Material to process:
* * * *
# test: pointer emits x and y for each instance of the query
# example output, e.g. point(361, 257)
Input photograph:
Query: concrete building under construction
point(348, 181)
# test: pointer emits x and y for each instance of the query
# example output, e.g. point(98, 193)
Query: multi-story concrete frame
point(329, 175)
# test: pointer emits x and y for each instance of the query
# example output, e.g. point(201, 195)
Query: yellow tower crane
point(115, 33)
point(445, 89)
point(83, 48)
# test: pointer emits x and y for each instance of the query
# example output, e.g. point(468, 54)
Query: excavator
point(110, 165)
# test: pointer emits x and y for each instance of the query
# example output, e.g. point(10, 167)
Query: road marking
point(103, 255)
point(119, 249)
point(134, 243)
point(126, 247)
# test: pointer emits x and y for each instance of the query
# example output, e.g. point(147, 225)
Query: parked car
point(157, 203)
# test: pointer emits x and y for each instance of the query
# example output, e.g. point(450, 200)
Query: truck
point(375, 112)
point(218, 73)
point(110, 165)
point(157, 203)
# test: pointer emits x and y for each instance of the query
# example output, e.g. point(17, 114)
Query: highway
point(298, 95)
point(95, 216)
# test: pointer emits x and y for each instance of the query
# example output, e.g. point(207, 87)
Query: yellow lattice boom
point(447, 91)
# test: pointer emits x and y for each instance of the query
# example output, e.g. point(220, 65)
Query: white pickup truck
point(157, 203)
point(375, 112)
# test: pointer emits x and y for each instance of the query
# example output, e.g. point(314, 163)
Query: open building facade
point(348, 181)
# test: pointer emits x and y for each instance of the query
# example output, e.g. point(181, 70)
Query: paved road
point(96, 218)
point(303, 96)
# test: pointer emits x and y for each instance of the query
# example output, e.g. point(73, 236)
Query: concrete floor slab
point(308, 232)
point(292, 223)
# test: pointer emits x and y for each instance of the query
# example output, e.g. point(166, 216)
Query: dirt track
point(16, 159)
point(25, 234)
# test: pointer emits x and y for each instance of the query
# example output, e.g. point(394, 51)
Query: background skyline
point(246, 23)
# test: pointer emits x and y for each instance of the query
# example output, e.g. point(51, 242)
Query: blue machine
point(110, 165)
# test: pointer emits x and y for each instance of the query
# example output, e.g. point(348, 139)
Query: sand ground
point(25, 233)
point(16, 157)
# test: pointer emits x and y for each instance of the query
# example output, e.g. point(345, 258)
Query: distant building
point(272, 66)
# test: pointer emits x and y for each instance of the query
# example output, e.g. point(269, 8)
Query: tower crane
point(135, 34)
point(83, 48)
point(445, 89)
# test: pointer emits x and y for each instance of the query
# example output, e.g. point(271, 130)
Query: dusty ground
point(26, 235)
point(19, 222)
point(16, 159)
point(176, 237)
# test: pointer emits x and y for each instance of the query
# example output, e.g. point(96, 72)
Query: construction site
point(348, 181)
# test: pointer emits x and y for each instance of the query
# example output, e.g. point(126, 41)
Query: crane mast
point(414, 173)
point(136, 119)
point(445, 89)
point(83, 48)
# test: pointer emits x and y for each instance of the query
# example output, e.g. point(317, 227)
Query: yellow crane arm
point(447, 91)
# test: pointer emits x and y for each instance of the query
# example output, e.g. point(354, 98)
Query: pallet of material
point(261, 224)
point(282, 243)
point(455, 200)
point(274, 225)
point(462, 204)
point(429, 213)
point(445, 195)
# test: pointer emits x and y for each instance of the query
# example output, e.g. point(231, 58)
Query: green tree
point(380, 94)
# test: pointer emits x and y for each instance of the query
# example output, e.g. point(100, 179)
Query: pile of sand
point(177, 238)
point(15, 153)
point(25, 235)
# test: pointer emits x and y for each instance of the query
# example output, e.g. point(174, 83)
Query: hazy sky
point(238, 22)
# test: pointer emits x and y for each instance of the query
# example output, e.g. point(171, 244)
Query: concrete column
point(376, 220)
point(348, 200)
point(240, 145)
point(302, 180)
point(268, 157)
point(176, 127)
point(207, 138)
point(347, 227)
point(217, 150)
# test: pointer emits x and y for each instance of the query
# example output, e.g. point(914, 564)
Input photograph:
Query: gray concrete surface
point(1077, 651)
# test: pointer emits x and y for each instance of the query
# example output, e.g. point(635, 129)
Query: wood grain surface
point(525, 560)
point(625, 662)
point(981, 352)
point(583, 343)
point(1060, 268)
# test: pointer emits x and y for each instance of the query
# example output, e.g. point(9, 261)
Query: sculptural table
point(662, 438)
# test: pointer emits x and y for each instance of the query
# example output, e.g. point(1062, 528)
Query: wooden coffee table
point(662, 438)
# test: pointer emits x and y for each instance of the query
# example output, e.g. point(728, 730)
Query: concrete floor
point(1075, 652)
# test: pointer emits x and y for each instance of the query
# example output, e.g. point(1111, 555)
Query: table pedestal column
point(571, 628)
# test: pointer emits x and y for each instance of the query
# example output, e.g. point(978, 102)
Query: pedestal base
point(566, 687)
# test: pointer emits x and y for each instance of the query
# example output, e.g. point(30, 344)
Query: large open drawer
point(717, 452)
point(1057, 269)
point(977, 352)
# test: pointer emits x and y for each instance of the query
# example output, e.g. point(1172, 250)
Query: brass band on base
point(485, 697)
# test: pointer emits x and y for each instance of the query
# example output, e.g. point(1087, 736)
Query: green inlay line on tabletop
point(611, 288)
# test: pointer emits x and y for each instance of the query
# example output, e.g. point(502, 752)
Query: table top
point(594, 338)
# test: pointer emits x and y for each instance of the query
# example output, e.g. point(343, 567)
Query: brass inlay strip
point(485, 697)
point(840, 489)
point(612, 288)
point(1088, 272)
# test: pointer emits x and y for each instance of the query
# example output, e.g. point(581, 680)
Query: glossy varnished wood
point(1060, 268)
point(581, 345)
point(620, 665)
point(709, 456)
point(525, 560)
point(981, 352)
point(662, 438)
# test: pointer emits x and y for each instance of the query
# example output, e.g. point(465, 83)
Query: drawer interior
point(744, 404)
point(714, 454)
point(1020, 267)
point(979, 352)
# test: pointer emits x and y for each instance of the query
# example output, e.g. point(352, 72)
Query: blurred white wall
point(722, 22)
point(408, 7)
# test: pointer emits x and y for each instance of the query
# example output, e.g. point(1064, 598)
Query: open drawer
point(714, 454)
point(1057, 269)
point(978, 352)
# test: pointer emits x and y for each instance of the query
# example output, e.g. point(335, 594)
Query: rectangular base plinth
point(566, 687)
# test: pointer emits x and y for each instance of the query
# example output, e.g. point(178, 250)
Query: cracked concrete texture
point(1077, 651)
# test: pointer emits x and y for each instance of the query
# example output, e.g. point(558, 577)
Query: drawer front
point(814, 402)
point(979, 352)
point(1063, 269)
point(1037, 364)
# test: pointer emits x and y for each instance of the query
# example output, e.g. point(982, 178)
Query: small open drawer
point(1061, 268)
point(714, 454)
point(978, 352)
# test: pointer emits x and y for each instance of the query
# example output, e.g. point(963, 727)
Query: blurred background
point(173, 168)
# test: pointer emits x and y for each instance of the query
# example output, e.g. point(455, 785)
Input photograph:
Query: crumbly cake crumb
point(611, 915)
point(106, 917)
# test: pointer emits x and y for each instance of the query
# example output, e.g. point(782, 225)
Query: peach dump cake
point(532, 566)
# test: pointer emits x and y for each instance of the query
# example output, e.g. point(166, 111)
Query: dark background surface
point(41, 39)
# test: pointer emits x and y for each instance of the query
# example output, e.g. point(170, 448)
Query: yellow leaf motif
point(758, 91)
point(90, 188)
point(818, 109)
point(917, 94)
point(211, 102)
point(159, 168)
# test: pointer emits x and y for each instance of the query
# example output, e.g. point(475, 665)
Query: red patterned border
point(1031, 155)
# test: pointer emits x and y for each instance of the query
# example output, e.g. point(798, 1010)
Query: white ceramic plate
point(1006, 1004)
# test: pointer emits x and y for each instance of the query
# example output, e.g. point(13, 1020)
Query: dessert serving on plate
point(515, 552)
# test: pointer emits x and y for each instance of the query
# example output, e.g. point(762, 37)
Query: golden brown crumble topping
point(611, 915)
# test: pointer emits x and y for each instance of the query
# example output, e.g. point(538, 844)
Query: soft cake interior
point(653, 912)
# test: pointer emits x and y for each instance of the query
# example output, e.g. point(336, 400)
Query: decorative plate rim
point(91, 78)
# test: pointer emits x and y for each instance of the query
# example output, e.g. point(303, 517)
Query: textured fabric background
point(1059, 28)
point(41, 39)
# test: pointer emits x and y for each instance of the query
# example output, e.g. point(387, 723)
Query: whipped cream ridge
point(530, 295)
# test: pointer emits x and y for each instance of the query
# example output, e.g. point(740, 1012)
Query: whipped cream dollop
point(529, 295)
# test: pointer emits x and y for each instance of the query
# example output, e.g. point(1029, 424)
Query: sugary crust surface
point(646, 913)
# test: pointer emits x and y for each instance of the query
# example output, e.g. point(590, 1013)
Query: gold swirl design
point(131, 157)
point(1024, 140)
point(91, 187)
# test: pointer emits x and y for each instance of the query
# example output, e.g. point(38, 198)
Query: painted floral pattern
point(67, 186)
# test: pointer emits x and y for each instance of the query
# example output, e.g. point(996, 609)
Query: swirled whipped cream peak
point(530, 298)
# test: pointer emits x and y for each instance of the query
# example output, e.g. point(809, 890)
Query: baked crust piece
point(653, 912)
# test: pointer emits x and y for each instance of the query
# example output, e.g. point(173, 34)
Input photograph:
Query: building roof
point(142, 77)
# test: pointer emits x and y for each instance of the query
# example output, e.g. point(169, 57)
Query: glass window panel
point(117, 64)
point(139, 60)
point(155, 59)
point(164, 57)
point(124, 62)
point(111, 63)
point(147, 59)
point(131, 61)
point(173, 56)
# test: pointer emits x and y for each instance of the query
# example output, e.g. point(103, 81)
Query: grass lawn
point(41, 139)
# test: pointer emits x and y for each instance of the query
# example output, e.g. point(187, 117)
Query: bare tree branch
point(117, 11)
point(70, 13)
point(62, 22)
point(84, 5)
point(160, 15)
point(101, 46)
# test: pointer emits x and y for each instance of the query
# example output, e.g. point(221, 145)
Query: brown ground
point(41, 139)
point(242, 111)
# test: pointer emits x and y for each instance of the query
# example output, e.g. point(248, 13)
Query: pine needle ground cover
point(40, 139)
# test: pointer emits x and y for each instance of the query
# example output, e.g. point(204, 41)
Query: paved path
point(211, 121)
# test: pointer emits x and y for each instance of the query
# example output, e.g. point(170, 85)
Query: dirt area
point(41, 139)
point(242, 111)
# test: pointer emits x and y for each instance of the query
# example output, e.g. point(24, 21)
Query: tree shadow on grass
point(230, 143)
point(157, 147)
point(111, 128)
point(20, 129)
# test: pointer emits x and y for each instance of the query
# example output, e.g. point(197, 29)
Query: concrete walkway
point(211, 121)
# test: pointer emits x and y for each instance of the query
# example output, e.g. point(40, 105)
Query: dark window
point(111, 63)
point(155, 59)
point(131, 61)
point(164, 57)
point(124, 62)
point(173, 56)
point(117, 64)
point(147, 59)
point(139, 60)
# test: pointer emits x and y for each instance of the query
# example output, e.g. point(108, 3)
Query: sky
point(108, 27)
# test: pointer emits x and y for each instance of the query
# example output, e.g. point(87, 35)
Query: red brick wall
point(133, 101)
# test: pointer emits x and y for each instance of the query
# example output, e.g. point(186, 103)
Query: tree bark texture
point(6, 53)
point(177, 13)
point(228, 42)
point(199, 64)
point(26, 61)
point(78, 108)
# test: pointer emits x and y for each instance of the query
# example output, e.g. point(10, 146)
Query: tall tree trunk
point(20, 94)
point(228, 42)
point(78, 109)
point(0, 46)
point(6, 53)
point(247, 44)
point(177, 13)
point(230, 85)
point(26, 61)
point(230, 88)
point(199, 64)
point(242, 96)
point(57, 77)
* * * *
What is required: Give back every line from the beginning of the records through the line holding "# example output, e.g. point(73, 236)", exactly as it reads, and leave out the rest.

Solved exercise:
# test: pointer emits x and y for each instance of the query
# example output, e.g. point(361, 257)
Input photograph:
Query: concrete building under construction
point(348, 181)
# test: pointer emits x and y for each instance of the query
# example output, e.g. point(98, 193)
Query: multi-story concrete frame
point(329, 175)
# test: pointer emits x and y for each instance of the query
# example output, e.g. point(201, 195)
Query: yellow tower crane
point(115, 33)
point(445, 89)
point(83, 48)
# test: pointer emits x and y for each instance of the query
# example output, e.g. point(468, 54)
Query: excavator
point(110, 165)
# test: pointer emits x and y for each instance of the query
# example output, e.g. point(10, 167)
Query: road marking
point(103, 255)
point(119, 249)
point(134, 243)
point(126, 247)
# test: pointer emits x and y for each instance of the query
# example output, e.g. point(147, 225)
Query: parked car
point(157, 203)
# test: pointer emits x and y for each instance of the query
# example output, e.g. point(450, 200)
Query: truck
point(375, 112)
point(218, 73)
point(110, 165)
point(157, 203)
# test: pointer emits x and y for each instance of the query
# example output, e.g. point(17, 114)
Query: highway
point(298, 95)
point(95, 216)
# test: pointer emits x and y for each instance of the query
# example output, e.g. point(207, 87)
Query: yellow lattice boom
point(447, 91)
# test: pointer emits x and y for each instance of the query
# example output, e.g. point(220, 65)
Query: white pickup truck
point(157, 203)
point(375, 112)
# test: pointer emits x and y for each instance of the query
# example output, e.g. point(314, 163)
Query: open building facade
point(348, 181)
# test: pointer emits x and y for each instance of the query
# example output, e.g. point(181, 70)
Query: paved road
point(96, 218)
point(303, 96)
# test: pointer emits x and y for each instance of the query
# example output, e.g. point(73, 236)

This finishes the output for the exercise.